- **Rows**:
+-------+

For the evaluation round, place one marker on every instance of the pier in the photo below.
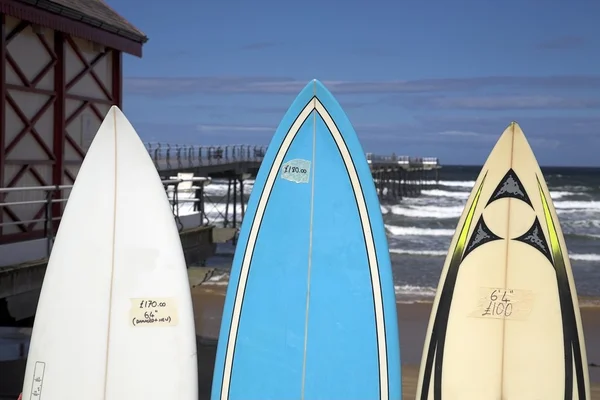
(187, 173)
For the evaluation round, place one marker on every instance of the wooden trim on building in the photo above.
(69, 26)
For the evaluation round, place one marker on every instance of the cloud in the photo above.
(164, 86)
(217, 128)
(259, 45)
(500, 102)
(562, 43)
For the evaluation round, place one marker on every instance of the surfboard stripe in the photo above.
(313, 105)
(571, 335)
(515, 257)
(254, 230)
(438, 335)
(370, 245)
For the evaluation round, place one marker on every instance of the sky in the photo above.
(421, 78)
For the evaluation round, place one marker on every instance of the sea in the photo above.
(419, 229)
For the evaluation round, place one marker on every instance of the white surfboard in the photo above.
(505, 322)
(114, 320)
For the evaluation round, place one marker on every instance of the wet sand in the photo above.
(412, 319)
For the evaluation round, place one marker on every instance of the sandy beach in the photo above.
(412, 320)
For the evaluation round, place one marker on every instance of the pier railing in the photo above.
(168, 156)
(44, 199)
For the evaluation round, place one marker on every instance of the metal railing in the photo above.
(403, 160)
(168, 156)
(48, 196)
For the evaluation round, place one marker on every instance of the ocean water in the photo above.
(420, 229)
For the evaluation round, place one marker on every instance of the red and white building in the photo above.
(61, 70)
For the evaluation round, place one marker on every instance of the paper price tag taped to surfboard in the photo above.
(297, 171)
(503, 303)
(153, 311)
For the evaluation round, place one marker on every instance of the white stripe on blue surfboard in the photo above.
(314, 104)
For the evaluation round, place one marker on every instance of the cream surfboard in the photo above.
(505, 322)
(114, 319)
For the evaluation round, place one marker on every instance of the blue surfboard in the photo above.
(310, 310)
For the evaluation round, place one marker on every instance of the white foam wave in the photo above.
(585, 257)
(445, 193)
(577, 205)
(217, 280)
(412, 290)
(467, 184)
(431, 253)
(416, 231)
(560, 194)
(428, 211)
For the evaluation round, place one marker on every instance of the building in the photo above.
(61, 71)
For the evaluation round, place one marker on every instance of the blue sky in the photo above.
(428, 78)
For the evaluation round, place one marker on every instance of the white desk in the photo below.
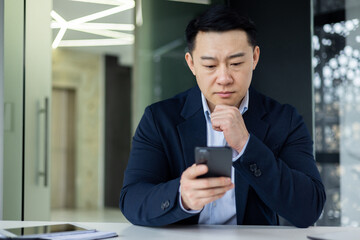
(198, 232)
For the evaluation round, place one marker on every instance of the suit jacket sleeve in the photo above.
(282, 170)
(150, 192)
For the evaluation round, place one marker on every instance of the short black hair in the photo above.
(219, 18)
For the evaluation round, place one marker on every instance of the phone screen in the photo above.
(44, 229)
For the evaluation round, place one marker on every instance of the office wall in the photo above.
(13, 115)
(285, 38)
(1, 100)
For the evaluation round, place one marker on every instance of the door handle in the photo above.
(45, 111)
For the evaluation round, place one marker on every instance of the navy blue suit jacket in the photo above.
(276, 175)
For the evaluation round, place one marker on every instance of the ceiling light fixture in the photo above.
(193, 1)
(103, 29)
(93, 42)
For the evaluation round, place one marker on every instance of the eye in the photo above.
(236, 64)
(210, 66)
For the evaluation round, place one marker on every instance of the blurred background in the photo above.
(76, 76)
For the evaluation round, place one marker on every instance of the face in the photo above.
(222, 63)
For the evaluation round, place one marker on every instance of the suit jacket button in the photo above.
(257, 173)
(165, 205)
(253, 167)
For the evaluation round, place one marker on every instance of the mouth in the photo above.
(224, 94)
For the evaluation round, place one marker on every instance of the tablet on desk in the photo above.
(45, 230)
(353, 234)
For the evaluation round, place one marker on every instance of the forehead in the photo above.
(227, 41)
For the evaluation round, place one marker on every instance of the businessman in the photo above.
(274, 172)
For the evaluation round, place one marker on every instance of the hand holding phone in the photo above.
(218, 160)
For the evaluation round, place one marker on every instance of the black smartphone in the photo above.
(63, 229)
(218, 160)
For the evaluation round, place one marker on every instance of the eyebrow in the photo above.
(240, 54)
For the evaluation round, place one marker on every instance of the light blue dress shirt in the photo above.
(223, 210)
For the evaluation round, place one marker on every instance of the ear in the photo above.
(256, 56)
(190, 62)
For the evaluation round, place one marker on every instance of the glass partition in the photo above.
(336, 62)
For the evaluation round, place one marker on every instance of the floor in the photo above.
(75, 215)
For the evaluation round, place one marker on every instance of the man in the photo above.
(274, 172)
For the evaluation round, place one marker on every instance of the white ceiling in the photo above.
(73, 9)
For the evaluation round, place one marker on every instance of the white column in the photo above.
(350, 121)
(1, 103)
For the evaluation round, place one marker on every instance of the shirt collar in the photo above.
(242, 108)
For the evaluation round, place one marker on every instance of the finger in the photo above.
(194, 171)
(213, 192)
(213, 182)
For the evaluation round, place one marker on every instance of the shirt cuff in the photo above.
(237, 155)
(182, 207)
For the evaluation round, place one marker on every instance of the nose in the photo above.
(224, 76)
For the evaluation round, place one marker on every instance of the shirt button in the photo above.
(165, 205)
(257, 173)
(253, 167)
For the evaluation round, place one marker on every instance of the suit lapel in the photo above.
(255, 125)
(192, 130)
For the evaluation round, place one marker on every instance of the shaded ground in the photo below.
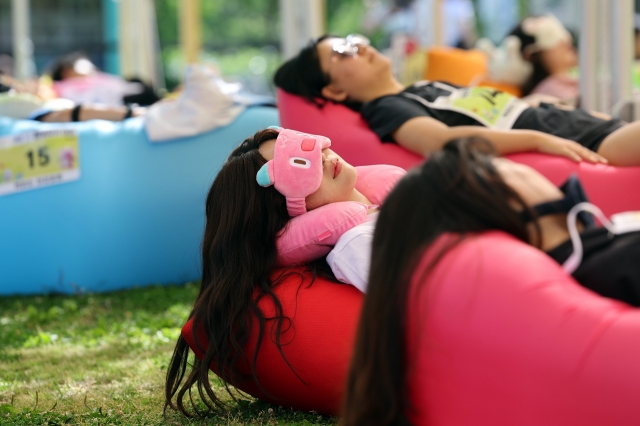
(101, 360)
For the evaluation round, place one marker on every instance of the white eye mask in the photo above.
(547, 30)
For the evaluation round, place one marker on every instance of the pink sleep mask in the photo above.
(296, 168)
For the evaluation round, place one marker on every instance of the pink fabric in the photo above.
(316, 343)
(312, 235)
(613, 189)
(499, 335)
(296, 167)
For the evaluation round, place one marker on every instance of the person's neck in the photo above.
(390, 86)
(554, 230)
(359, 197)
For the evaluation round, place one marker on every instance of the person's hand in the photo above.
(549, 144)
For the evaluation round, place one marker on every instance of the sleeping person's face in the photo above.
(351, 76)
(338, 177)
(530, 185)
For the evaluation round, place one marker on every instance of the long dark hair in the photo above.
(540, 72)
(302, 75)
(243, 220)
(458, 191)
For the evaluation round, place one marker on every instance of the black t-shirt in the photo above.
(610, 263)
(386, 114)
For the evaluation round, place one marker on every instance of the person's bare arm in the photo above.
(424, 135)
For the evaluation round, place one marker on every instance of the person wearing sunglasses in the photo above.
(425, 115)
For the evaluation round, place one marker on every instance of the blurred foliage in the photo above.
(101, 359)
(242, 37)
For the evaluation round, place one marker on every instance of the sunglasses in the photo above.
(349, 46)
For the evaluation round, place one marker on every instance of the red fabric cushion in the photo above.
(318, 345)
(611, 188)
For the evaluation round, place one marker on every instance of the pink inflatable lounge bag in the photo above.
(613, 189)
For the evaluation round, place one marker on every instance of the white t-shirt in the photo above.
(351, 256)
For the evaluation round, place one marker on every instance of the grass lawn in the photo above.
(100, 359)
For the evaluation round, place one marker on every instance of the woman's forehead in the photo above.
(325, 49)
(267, 148)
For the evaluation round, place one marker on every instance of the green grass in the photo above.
(101, 360)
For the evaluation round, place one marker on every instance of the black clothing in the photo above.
(610, 263)
(386, 114)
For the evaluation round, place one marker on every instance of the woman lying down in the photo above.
(478, 185)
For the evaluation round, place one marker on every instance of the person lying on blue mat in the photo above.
(425, 115)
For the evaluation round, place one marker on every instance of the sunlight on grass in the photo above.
(101, 359)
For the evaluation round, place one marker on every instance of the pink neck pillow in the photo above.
(296, 172)
(312, 235)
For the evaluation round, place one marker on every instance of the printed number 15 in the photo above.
(43, 157)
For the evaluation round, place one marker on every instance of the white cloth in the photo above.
(206, 102)
(350, 258)
(23, 106)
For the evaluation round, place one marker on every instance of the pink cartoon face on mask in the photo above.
(296, 168)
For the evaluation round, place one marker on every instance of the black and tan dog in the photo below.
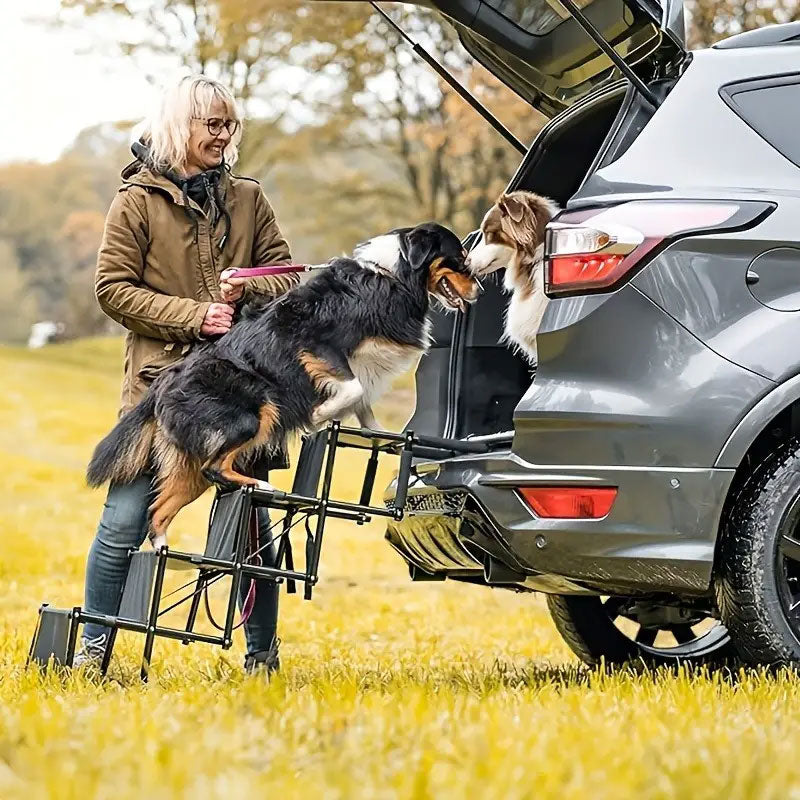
(327, 348)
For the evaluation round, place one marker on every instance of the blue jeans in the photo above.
(123, 526)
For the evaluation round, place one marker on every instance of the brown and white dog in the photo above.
(513, 238)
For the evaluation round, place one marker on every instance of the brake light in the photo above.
(598, 250)
(569, 502)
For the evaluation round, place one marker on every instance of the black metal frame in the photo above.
(56, 632)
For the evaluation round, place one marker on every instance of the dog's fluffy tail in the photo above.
(124, 453)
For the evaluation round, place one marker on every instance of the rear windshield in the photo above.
(771, 107)
(537, 18)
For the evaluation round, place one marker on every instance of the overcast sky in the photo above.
(57, 81)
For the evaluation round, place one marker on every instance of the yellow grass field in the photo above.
(389, 689)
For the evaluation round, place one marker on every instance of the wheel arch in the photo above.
(770, 423)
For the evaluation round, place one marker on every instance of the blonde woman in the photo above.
(179, 220)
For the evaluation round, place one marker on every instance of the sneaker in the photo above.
(263, 661)
(91, 653)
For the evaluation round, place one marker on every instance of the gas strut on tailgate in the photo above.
(461, 90)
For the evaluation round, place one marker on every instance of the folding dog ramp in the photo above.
(232, 552)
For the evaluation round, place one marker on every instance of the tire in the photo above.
(587, 625)
(757, 580)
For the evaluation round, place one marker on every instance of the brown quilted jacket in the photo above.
(158, 267)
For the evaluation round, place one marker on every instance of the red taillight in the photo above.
(571, 270)
(569, 502)
(596, 250)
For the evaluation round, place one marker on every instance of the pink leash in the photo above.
(274, 269)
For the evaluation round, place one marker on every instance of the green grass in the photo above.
(389, 689)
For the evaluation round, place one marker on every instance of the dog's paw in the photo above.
(318, 418)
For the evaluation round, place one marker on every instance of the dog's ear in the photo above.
(512, 207)
(419, 247)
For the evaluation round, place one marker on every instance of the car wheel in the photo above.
(617, 630)
(758, 565)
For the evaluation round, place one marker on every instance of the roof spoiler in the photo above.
(638, 84)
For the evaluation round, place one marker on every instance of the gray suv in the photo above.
(647, 478)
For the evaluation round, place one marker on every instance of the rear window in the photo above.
(771, 107)
(538, 18)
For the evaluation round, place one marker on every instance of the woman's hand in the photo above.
(218, 319)
(231, 289)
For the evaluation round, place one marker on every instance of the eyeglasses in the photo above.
(216, 124)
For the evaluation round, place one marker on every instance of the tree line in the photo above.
(347, 132)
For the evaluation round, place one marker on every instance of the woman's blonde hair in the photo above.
(167, 130)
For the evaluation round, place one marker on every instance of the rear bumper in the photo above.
(465, 517)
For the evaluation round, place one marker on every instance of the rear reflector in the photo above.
(595, 250)
(569, 502)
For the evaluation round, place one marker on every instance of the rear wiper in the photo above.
(616, 59)
(464, 93)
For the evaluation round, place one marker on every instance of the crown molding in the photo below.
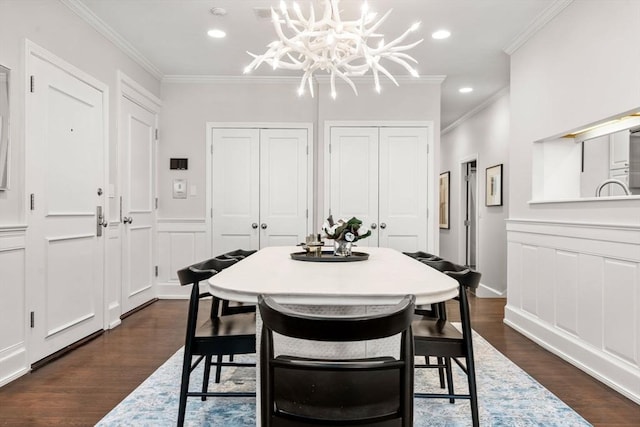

+-------+

Report how many of the rows above contain the string "blonde". Reply with the number alone.

2